=== Written request ===
Print the items below again, unchanged and line for line.

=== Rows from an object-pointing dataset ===

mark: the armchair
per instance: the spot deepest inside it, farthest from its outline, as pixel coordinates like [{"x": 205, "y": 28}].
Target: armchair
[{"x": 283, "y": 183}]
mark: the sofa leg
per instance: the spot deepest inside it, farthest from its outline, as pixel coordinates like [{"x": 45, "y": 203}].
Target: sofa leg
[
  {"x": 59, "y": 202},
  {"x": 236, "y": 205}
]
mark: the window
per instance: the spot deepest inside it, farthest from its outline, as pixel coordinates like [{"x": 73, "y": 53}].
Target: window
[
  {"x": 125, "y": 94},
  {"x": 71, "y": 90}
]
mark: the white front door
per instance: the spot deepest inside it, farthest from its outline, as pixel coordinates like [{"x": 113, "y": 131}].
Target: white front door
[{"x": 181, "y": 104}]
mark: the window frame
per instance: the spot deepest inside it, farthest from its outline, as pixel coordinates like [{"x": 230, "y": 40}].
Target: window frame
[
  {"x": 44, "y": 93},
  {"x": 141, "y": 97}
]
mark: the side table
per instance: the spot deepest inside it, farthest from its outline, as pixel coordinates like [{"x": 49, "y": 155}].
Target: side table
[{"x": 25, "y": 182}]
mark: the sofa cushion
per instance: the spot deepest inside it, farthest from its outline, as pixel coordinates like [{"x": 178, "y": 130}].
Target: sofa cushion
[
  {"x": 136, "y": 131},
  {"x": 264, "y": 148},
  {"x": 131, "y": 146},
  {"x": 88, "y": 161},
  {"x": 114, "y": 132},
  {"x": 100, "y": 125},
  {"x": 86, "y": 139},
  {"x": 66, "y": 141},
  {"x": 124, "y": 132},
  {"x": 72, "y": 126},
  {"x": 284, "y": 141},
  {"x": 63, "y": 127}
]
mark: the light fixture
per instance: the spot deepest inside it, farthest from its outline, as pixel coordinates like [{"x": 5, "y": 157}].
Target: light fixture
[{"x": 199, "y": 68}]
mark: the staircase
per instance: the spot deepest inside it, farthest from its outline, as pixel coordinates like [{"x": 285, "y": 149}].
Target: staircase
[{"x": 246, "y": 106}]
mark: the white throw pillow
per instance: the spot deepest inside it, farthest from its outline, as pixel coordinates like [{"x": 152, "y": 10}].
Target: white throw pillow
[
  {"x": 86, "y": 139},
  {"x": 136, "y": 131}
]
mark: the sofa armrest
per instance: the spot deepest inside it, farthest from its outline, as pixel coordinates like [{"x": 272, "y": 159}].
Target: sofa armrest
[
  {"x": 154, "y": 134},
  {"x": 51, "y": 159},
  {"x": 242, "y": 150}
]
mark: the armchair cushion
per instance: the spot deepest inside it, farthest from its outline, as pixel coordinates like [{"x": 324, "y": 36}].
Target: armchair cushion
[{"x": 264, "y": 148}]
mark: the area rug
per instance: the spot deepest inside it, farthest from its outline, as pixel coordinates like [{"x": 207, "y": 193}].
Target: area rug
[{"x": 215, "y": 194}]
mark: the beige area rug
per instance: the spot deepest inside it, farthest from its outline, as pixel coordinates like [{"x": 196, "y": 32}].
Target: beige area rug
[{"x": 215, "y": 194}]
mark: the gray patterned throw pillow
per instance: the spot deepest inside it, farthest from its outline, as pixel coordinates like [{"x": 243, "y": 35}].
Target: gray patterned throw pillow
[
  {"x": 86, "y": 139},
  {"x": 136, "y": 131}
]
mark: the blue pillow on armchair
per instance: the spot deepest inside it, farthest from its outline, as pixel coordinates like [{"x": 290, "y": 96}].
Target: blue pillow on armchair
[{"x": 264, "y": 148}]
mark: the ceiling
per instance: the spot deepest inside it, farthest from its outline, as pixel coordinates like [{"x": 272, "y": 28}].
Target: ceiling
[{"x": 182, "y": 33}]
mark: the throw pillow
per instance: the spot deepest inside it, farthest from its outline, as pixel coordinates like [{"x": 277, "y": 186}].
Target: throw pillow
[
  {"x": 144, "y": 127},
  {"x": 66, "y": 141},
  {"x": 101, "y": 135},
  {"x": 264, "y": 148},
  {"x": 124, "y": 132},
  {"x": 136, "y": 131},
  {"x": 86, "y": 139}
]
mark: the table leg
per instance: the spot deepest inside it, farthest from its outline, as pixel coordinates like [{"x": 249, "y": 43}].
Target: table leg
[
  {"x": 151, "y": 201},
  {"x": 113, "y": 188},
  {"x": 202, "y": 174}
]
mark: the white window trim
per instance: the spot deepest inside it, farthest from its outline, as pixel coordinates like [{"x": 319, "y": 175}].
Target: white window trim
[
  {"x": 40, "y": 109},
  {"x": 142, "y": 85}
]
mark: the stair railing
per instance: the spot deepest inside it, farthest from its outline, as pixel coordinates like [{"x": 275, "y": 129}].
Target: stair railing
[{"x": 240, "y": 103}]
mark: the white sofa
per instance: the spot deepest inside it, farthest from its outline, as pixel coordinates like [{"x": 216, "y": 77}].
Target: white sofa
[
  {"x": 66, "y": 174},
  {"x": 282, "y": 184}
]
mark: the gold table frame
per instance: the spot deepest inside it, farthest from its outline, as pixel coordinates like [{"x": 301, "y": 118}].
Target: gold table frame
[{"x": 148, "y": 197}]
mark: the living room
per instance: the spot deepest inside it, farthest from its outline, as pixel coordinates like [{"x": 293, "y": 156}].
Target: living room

=== Result below ===
mark: the armchair
per instance: the spot deepest inside it, farthest from its outline, as pixel coordinates like [{"x": 205, "y": 28}].
Target: armchair
[{"x": 283, "y": 183}]
mark: the sofa leg
per instance: the spot deepest inside it, farthest from its outline, as pixel coordinates like [{"x": 45, "y": 203}].
Target: sofa leg
[
  {"x": 59, "y": 202},
  {"x": 236, "y": 205}
]
mark: the window
per instance: the spot deepest inside it, farthest from its outline, as pixel coordinates like [{"x": 73, "y": 53}].
Target: window
[
  {"x": 125, "y": 94},
  {"x": 71, "y": 90}
]
mark: the white front door
per instance: the spot deepest inside it, farthest from its outline, as pixel coordinates like [{"x": 113, "y": 131}].
Target: white front door
[{"x": 181, "y": 104}]
mark: the window frame
per instance: the spot deepest inside it, farthest from its outline, as pixel coordinates like [{"x": 230, "y": 40}].
Target: window frame
[
  {"x": 44, "y": 93},
  {"x": 141, "y": 97}
]
mark: the side table
per instance: the spot deepest inside it, farthest from its outline, as pixel coordinates like [{"x": 49, "y": 155}].
Target: side table
[{"x": 25, "y": 182}]
mark: the sofa cushion
per instance: the spot deepest inside it, farthest from its outline, as pixel coordinates like [{"x": 178, "y": 130}].
Target: sofa cushion
[
  {"x": 136, "y": 131},
  {"x": 264, "y": 148},
  {"x": 131, "y": 146},
  {"x": 88, "y": 161},
  {"x": 114, "y": 132},
  {"x": 100, "y": 125},
  {"x": 86, "y": 139},
  {"x": 66, "y": 141},
  {"x": 124, "y": 132},
  {"x": 72, "y": 126},
  {"x": 284, "y": 141},
  {"x": 63, "y": 127}
]
mark: the light fixture
per instance: the spot deepest inside it, farthest from its outline, as pixel coordinates like [{"x": 5, "y": 157}].
Target: light fixture
[{"x": 199, "y": 68}]
mark: the staircase
per instance: the spot deepest inside it, farthest from its outline, as pixel coordinates like [{"x": 285, "y": 149}].
Target: staircase
[{"x": 246, "y": 106}]
mark: the white throw pillow
per instance: the spot deepest inside it, farthest from its outline, as pixel coordinates like [{"x": 152, "y": 10}].
Target: white throw pillow
[
  {"x": 86, "y": 139},
  {"x": 136, "y": 131}
]
mark: the sofa armrest
per instance: the spot deepest inside it, farthest from its outline, as pixel coordinates like [{"x": 272, "y": 159}].
Target: sofa armrest
[
  {"x": 154, "y": 134},
  {"x": 51, "y": 159},
  {"x": 242, "y": 150}
]
mark: the armchair cushion
per instance: the spot deepest inside it, farthest from its outline, as pixel coordinates like [{"x": 324, "y": 36}].
Target: armchair cushion
[{"x": 264, "y": 148}]
mark: the area rug
per instance: the spot deepest inside it, farthest from its outline, as pixel coordinates like [{"x": 207, "y": 193}].
Target: area rug
[{"x": 215, "y": 194}]
mark: the beige area rug
per instance: the spot deepest inside it, farthest from its outline, as pixel coordinates like [{"x": 196, "y": 32}].
Target: beige area rug
[{"x": 215, "y": 194}]
mark: the gray patterned throw pillow
per instance: the spot deepest inside it, farthest from its outline, as pixel coordinates like [{"x": 243, "y": 35}].
Target: gray patterned throw pillow
[
  {"x": 86, "y": 139},
  {"x": 136, "y": 131}
]
mark: the blue pillow on armchair
per instance: the spot deepest inside it, farthest from its outline, as pixel coordinates like [{"x": 290, "y": 96}].
Target: blue pillow on armchair
[{"x": 264, "y": 148}]
mark: the ceiling
per instance: the spot deepest inside it, farthest from its outline, as pixel coordinates like [{"x": 272, "y": 28}].
Target: ceiling
[{"x": 182, "y": 33}]
mark: the throw pillow
per instance: the spot deepest inside it, farthest from its outline, as pixel coordinates like [{"x": 277, "y": 186}].
Target: throw pillow
[
  {"x": 144, "y": 127},
  {"x": 66, "y": 141},
  {"x": 101, "y": 135},
  {"x": 264, "y": 148},
  {"x": 124, "y": 132},
  {"x": 136, "y": 131},
  {"x": 86, "y": 139}
]
mark: the table leg
per instance: the spot deepest inside it, farthest from its outline, as pixel coordinates like [{"x": 249, "y": 43}].
Target: table leg
[
  {"x": 151, "y": 201},
  {"x": 113, "y": 188},
  {"x": 202, "y": 174}
]
mark: the white window trim
per instance: the spot deepest inside it, farthest from its outline, as pixel coordinates like [{"x": 319, "y": 175}].
Target: white window trim
[
  {"x": 40, "y": 109},
  {"x": 142, "y": 85}
]
mark: the stair railing
per instance: the spot deepest inside it, farthest from its outline, as pixel coordinates like [{"x": 275, "y": 129}].
Target: stair railing
[{"x": 240, "y": 103}]
mark: the white sofa
per instance: the spot deepest inside it, farthest from its outline, as pixel coordinates like [{"x": 216, "y": 77}].
Target: white sofa
[
  {"x": 66, "y": 174},
  {"x": 282, "y": 184}
]
mark: the gold table frame
per instance: the spot deepest inside it, farthest from its outline, as pixel coordinates like [{"x": 301, "y": 118}].
Target: gold table frame
[{"x": 148, "y": 197}]
mark: the living room
per instance: the spot deepest inside it, farthest from its outline, as pixel coordinates like [{"x": 293, "y": 156}].
Target: living room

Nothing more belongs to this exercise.